• Work instructions: Word for word, restate every entry shown below.

** Task inputs follows **

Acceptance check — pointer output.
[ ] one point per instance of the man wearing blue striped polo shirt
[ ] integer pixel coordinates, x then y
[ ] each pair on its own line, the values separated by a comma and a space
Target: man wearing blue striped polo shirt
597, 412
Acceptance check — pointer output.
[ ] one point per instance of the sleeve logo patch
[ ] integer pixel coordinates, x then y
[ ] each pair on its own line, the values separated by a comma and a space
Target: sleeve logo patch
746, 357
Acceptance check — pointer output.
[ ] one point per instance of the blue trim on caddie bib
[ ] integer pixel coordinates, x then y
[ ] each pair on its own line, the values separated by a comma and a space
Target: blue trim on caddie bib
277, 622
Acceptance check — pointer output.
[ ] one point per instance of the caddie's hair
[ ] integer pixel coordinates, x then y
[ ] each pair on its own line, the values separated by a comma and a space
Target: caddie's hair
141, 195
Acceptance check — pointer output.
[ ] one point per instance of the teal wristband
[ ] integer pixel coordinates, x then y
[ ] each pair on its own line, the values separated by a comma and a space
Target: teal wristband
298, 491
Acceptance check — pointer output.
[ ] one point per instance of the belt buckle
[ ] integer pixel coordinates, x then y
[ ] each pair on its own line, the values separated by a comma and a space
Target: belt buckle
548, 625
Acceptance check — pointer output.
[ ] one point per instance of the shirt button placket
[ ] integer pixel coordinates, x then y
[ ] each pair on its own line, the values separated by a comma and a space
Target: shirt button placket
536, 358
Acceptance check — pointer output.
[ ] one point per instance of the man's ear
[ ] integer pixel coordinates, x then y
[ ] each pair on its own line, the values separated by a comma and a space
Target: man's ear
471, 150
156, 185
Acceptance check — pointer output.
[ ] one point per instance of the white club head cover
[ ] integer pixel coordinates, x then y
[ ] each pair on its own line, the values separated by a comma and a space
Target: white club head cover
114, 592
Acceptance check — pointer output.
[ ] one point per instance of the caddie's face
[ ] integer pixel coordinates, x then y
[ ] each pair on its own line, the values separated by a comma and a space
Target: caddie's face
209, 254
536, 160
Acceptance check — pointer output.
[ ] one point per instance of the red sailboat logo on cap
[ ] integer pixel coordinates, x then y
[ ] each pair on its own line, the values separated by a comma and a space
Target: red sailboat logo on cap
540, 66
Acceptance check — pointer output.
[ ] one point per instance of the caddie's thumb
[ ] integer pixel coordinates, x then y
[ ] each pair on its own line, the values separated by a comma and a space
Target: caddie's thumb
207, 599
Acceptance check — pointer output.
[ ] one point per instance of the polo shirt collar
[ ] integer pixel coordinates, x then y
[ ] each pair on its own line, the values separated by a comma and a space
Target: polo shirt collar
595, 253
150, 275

** End of Task inputs **

• Task response:
Acceptance check — pointer output.
[ ] one point per instance of the man wearing blue striped polo shirt
[ ] integer pixel coordinates, x then y
[ ] each pair on its own line, the values separated by a comma and a space
Target: man wearing blue striped polo shirt
597, 412
Acceptance check — pointer output.
[ ] one point per instance of the sleeve logo patch
[ ] integer pixel coordinates, x then y
[ ] each pair on its own line, the values separated by a comma and a space
Target: sleeve logo patch
746, 357
Acceptance check — pointer output.
[ ] one point per instance of the blue trim on caddie bib
[ ] integer pixel coordinates, x then y
[ ] each pair on its own line, the values separated by a comma and a space
Target: blue trim on caddie bib
277, 622
Acceptance check — pointer output.
[ ] one point per instance of the caddie's hair
[ ] integer pixel coordinates, x then y
[ ] each pair on its own line, the values separated by a comma and a space
Target: caddie's hair
141, 195
Acceptance check — pointer output.
[ ] one point per instance of the teal wristband
[ ] integer pixel coordinates, x then y
[ ] each pair on its own line, the values separated by a comma and a space
Target: teal wristband
298, 491
Acceptance check — pointer output.
[ ] one point per instance of the belt buckle
[ ] integer pixel coordinates, x then y
[ ] each pair on its own line, the values separated by a comma and a space
Target: belt buckle
548, 625
Acceptance check — pointer output.
[ ] one point per instance of the shirt button placket
[ ] integer pixel coordinates, x then y
[ ] each pair on its own line, the values separated by a comma and a space
Target: shirt button placket
536, 358
Acceptance check — pointer output.
[ ] one point per instance of the man's ear
[ ] integer pixel coordinates, x then y
[ ] each pair on its own line, the values separated by a comma and a space
Target: man's ear
471, 150
156, 185
Acceptance check — pointer output.
[ ] one point per instance of the white club head cover
[ ] integer pixel coordinates, x then y
[ ] each pair on its own line, the values separated by a comma and a space
Target: white club head cover
114, 592
Acceptance check — pointer output.
[ ] one point per instance of the caddie's face
[ ] integer pixel coordinates, x then y
[ ] each pair on its own line, the values separated by a comma and a space
Target: caddie's face
209, 254
536, 160
Acceptance check — pointer output.
[ ] one point per instance of the red sailboat logo on cap
[ ] integer pixel coordinates, x then y
[ ] each pair on its own line, the values separated by a comma and a space
Target: red sailboat logo on cap
540, 66
Acceptance check — pointer output.
[ ] one point per instance of the caddie's thumb
[ ] integer pixel coordinates, x then y
[ ] each pair on its own line, the values separated by a comma and a space
Target: caddie's thumb
207, 599
Acceptance check — pointer output.
[ ] one point per instance of the polo shirt collar
[ ] integer pixel coordinates, x then y
[ ] each pair on its own line, the values separated by a comma and a space
Target: polo shirt collar
595, 253
150, 275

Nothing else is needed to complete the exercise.